Exercise prompt:
Your answer should be the lines of the data below that contain "white".
--*--
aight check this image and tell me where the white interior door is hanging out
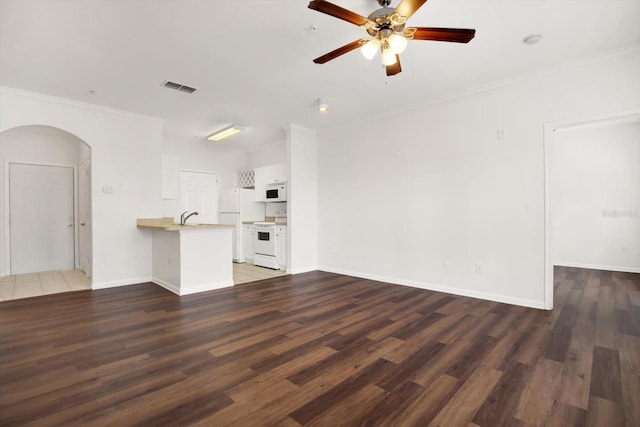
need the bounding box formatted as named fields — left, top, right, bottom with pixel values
left=179, top=171, right=218, bottom=224
left=78, top=159, right=92, bottom=277
left=9, top=163, right=75, bottom=274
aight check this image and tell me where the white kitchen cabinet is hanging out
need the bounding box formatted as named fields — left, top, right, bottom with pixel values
left=276, top=225, right=287, bottom=269
left=243, top=224, right=254, bottom=263
left=254, top=163, right=287, bottom=201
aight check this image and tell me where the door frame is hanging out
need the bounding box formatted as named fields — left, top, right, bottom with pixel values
left=543, top=109, right=640, bottom=310
left=78, top=158, right=92, bottom=277
left=3, top=160, right=78, bottom=276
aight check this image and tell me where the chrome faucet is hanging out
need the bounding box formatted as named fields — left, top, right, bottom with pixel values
left=181, top=211, right=199, bottom=225
left=180, top=211, right=189, bottom=225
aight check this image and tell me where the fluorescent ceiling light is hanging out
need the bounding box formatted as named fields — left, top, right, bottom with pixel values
left=207, top=124, right=245, bottom=142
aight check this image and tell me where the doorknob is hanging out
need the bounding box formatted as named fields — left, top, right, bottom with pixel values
left=68, top=224, right=73, bottom=227
left=80, top=223, right=86, bottom=226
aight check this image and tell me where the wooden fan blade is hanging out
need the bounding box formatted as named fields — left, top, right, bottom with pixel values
--*--
Expected answer:
aight check this image and tell me where the white interior door is hanging out
aight check this image and tell me where the white kitchen cabinet is hanging out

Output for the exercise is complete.